DATASET section start
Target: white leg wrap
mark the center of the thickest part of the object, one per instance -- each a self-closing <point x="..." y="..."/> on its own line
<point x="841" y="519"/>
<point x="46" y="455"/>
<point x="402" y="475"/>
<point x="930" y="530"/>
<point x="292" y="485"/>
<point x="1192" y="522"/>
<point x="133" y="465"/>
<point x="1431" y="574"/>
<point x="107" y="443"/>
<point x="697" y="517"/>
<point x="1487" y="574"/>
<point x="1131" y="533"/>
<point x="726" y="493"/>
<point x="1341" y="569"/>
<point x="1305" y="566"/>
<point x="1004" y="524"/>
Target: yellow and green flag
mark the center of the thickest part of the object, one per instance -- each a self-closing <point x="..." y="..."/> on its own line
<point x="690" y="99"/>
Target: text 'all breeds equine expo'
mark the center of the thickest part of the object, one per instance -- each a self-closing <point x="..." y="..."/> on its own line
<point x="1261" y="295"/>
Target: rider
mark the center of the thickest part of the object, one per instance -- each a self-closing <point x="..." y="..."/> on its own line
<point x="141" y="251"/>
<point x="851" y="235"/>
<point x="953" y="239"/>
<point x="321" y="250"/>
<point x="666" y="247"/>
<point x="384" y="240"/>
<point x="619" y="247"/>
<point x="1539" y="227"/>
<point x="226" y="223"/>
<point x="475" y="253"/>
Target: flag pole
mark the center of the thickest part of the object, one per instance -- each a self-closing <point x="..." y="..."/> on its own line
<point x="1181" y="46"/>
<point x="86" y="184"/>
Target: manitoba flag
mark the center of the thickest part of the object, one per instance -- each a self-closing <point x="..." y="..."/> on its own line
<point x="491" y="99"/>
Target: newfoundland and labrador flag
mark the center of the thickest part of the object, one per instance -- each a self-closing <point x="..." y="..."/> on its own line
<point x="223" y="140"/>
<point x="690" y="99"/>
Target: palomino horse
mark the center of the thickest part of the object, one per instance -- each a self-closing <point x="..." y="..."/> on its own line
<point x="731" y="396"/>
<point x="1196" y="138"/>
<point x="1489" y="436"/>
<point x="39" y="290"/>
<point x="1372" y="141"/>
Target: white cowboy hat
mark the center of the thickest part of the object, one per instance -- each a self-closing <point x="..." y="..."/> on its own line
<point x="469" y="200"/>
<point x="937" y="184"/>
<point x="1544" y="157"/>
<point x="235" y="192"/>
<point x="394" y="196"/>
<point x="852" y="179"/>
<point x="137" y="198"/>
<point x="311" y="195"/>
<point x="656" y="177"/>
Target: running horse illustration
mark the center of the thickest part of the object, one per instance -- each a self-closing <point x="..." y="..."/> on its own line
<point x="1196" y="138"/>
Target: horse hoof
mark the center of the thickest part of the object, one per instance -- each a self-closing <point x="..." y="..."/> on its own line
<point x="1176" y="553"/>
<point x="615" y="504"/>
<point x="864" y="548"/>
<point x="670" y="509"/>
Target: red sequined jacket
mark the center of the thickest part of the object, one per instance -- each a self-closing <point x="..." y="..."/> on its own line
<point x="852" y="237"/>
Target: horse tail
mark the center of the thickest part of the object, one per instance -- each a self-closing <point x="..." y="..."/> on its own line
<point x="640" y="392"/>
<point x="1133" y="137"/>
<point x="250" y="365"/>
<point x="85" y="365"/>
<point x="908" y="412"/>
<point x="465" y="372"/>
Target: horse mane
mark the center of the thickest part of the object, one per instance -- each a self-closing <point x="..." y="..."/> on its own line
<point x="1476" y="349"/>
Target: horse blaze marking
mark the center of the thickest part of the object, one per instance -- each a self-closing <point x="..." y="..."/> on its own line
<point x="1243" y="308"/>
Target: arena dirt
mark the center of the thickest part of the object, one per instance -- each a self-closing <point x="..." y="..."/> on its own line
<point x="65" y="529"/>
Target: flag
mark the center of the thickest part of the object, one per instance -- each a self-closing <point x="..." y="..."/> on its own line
DATASET section end
**DESCRIPTION OF THE TASK:** Return each line of the material in which the string "white" can be found.

**TASK OUTPUT:**
Target: white leg wrap
Target: white cowboy hat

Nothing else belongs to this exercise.